● Entries supplied:
+++++

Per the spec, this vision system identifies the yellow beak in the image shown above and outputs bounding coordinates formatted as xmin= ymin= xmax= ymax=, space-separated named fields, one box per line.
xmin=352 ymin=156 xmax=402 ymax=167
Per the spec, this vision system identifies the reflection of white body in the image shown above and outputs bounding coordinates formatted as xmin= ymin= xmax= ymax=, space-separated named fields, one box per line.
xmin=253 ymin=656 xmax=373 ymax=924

+++++

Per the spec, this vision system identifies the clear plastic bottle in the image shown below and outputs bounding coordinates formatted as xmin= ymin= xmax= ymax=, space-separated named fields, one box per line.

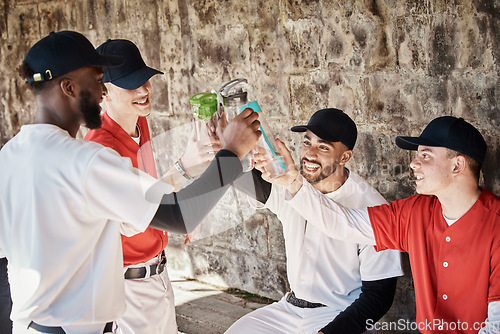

+++++

● What needs to be done: Express everything in the listing from the line containing "Per the spec, this vision system identifies the reflection" down to the line containing "xmin=253 ymin=656 xmax=373 ymax=924", both ends included, as a numbered list with blank lines omitted.

● Result:
1. Per the spec, this vision system identifies the reflection of white body in the image shown above and outputs bounding coordinates formatted as xmin= ymin= xmax= ymax=, space-separated named fields, one box per line.
2. xmin=253 ymin=656 xmax=373 ymax=924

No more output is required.